◆ **DATA SECTION**:
******************************

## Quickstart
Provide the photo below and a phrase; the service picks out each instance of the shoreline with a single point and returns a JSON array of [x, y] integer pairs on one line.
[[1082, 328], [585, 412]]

******************************

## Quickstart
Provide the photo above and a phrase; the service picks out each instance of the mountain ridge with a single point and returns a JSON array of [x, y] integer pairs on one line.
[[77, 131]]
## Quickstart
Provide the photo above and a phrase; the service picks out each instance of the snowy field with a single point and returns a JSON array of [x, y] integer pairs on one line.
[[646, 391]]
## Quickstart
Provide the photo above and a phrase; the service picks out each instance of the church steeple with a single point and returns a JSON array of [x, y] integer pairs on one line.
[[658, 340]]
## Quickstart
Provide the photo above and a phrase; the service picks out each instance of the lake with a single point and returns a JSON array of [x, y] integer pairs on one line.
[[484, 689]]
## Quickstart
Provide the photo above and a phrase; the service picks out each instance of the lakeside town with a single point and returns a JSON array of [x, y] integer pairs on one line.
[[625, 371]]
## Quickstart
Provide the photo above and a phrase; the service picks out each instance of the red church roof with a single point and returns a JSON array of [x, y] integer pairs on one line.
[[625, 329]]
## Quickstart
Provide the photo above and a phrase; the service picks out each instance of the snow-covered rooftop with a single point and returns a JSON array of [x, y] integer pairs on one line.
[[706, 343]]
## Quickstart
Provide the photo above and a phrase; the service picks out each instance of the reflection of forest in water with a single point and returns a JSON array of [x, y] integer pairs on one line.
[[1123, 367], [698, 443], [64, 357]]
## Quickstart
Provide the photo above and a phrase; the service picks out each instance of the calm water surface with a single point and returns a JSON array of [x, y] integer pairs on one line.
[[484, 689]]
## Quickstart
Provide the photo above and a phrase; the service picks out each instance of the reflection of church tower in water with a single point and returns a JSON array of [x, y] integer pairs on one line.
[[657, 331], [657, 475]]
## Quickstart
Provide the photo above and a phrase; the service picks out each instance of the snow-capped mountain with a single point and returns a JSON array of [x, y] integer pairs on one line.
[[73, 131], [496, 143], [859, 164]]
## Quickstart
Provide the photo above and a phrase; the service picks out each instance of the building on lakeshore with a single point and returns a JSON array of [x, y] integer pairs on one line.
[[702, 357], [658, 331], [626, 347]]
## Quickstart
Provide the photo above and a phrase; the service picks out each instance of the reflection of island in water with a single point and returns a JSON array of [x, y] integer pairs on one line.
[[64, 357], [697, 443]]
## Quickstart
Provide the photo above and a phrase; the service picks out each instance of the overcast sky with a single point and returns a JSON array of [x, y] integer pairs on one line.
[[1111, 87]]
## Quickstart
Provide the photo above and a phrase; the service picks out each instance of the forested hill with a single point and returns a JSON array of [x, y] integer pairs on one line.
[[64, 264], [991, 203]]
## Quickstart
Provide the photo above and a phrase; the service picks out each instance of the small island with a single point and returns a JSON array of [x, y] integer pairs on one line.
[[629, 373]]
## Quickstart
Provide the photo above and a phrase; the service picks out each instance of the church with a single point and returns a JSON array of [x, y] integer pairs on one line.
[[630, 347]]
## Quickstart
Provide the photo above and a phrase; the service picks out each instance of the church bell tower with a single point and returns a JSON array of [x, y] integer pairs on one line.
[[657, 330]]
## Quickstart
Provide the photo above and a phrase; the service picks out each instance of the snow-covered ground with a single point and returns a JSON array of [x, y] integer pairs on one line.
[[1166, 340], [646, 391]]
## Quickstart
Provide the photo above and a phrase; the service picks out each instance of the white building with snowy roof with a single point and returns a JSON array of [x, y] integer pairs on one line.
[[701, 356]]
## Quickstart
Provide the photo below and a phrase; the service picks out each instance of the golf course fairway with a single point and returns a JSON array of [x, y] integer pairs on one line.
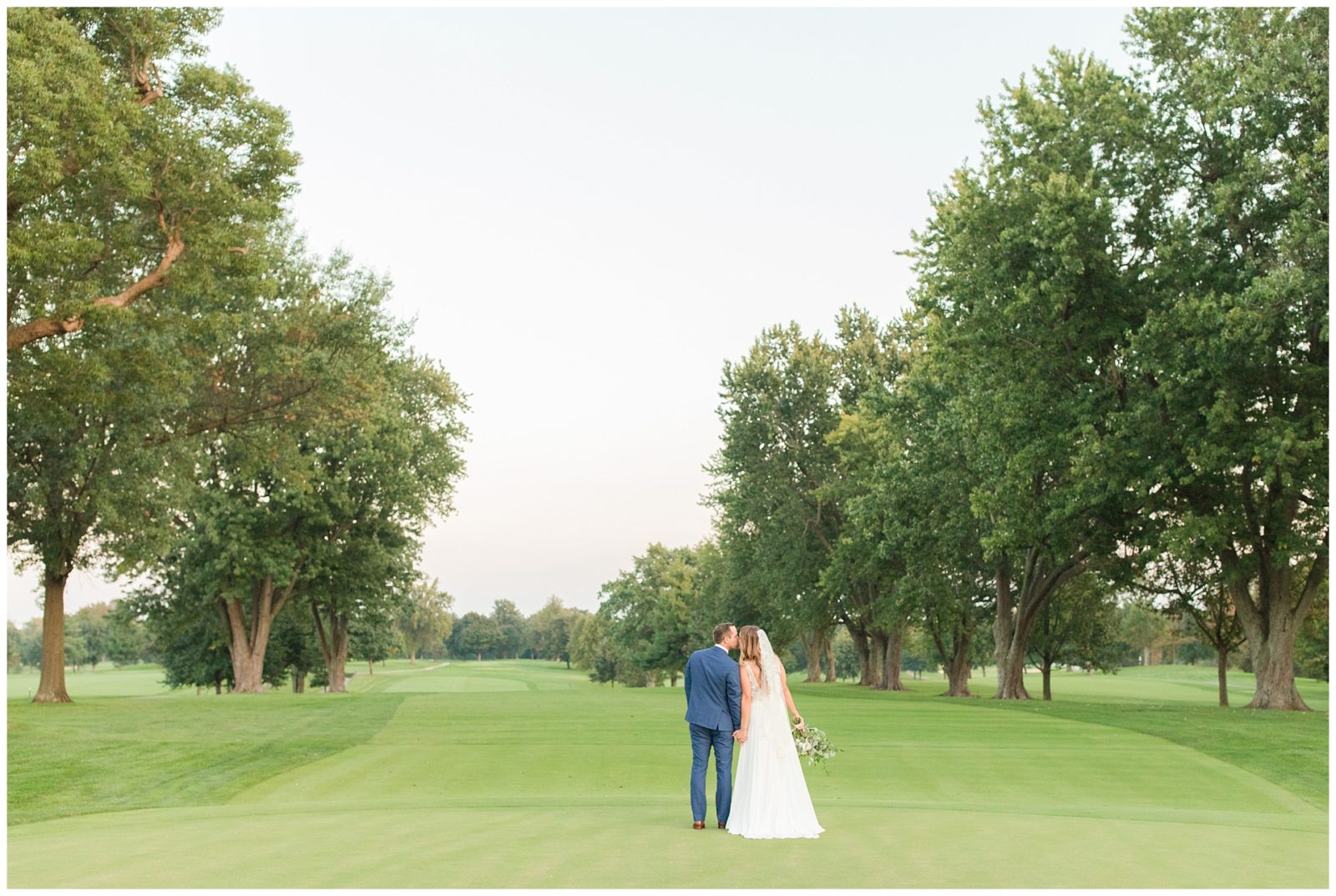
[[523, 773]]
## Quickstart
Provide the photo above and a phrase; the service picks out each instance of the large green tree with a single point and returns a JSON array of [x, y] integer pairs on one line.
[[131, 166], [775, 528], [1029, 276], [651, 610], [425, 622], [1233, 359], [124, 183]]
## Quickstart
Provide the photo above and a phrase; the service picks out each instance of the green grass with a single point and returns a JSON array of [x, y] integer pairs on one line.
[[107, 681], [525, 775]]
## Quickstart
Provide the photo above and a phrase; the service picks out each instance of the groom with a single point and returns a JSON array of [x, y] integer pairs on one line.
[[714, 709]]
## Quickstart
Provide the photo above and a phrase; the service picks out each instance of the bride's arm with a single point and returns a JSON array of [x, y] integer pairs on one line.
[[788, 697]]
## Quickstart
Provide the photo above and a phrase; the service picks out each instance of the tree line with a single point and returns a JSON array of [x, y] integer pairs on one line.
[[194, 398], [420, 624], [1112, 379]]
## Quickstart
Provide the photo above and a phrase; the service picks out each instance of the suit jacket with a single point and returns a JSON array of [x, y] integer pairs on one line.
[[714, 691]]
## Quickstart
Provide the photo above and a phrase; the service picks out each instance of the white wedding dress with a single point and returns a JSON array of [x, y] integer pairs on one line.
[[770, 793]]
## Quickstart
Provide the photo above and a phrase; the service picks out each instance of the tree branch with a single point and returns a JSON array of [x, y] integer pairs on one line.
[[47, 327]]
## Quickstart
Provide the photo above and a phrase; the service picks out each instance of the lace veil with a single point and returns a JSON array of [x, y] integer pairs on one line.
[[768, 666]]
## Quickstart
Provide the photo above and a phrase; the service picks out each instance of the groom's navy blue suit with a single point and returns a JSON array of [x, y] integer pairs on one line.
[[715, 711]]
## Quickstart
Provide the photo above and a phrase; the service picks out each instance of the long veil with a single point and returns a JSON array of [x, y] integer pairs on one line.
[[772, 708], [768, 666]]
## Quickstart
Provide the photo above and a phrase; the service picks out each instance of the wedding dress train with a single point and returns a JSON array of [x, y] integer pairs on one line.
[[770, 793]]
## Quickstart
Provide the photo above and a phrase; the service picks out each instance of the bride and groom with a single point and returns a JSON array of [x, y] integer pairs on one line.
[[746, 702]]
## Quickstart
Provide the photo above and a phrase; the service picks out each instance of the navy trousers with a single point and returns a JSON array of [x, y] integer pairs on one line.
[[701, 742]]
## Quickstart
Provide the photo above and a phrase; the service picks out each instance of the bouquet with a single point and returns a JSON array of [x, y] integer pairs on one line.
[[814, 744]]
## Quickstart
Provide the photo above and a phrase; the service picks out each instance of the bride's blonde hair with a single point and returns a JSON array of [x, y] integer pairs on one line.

******************************

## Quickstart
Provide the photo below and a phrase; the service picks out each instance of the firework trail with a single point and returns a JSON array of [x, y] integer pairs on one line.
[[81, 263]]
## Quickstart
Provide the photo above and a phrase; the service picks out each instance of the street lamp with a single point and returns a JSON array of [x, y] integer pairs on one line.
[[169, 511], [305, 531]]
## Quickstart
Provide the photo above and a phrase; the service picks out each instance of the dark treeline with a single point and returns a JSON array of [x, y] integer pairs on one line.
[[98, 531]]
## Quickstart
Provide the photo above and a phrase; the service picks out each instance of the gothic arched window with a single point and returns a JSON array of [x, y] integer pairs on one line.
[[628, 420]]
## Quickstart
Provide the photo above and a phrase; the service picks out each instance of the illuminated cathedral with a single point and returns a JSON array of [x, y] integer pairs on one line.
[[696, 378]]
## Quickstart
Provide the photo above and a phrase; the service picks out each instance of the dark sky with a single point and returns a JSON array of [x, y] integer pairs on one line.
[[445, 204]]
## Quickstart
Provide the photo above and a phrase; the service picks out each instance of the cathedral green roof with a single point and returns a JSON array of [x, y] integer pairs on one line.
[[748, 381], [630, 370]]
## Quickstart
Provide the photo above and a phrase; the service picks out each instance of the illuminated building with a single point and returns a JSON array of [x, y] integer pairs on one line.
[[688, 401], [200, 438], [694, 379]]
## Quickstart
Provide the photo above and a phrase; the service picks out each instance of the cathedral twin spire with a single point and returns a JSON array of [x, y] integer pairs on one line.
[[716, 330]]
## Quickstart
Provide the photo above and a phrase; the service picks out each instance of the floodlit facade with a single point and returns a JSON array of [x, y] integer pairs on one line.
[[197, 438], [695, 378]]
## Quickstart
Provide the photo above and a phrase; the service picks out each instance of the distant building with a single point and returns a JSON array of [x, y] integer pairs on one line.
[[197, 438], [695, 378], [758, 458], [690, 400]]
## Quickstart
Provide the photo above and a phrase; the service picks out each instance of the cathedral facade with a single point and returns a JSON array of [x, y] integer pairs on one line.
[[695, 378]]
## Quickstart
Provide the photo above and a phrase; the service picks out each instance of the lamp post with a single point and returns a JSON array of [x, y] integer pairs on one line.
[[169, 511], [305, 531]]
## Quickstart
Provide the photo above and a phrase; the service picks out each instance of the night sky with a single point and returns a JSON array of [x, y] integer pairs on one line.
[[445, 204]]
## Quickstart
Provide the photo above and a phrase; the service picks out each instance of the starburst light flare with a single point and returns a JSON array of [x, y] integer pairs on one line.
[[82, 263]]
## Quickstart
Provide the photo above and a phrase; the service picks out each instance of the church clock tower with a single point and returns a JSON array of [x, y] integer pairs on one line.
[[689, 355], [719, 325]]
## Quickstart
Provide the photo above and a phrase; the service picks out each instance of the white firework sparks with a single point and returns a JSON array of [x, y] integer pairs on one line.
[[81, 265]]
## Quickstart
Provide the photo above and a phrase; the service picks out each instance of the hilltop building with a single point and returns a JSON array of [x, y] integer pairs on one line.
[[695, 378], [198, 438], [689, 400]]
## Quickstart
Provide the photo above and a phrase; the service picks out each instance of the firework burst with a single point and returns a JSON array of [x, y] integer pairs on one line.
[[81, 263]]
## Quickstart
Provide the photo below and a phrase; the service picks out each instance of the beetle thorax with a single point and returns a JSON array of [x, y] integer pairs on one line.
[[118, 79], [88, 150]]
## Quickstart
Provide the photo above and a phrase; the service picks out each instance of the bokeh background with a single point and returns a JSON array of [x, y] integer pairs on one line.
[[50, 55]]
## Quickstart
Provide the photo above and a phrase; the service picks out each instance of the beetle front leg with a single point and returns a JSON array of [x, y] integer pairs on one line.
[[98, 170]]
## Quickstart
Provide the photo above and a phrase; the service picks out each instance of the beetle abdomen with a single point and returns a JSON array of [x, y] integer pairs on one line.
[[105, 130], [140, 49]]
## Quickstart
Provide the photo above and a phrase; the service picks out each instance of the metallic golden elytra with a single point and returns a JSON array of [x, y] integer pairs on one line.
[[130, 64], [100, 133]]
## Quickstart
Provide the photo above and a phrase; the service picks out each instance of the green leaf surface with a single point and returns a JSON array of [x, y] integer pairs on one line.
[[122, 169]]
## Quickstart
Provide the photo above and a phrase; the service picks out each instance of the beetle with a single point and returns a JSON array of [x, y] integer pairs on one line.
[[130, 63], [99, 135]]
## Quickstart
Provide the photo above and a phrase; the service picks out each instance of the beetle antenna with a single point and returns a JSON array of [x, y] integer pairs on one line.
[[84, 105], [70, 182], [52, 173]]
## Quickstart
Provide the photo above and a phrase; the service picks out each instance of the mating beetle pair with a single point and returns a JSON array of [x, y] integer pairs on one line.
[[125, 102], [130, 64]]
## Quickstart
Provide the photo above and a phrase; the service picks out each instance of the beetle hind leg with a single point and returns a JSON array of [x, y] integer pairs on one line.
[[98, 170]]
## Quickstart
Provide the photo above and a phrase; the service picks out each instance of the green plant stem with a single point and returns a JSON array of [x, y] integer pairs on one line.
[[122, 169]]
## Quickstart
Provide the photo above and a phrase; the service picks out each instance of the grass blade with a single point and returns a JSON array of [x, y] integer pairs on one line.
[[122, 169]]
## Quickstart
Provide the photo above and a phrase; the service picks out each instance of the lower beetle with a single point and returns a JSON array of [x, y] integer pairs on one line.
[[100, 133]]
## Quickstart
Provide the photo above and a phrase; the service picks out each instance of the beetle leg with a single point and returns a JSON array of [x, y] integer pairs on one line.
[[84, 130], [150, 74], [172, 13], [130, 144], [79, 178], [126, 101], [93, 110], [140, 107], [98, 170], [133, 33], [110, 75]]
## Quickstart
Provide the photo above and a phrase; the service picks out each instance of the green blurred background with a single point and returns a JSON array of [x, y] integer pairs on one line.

******************************

◆ **WHAT TO PRODUCE**: Show every line of the items above that contains the string "bouquet", matching case exactly.

◆ **EXERCISE SOLUTION**:
Provide the photo above and a phrase; the service picks out each instance of the bouquet with a single point and returns a JSON array of [x, y] integer pairs on one line.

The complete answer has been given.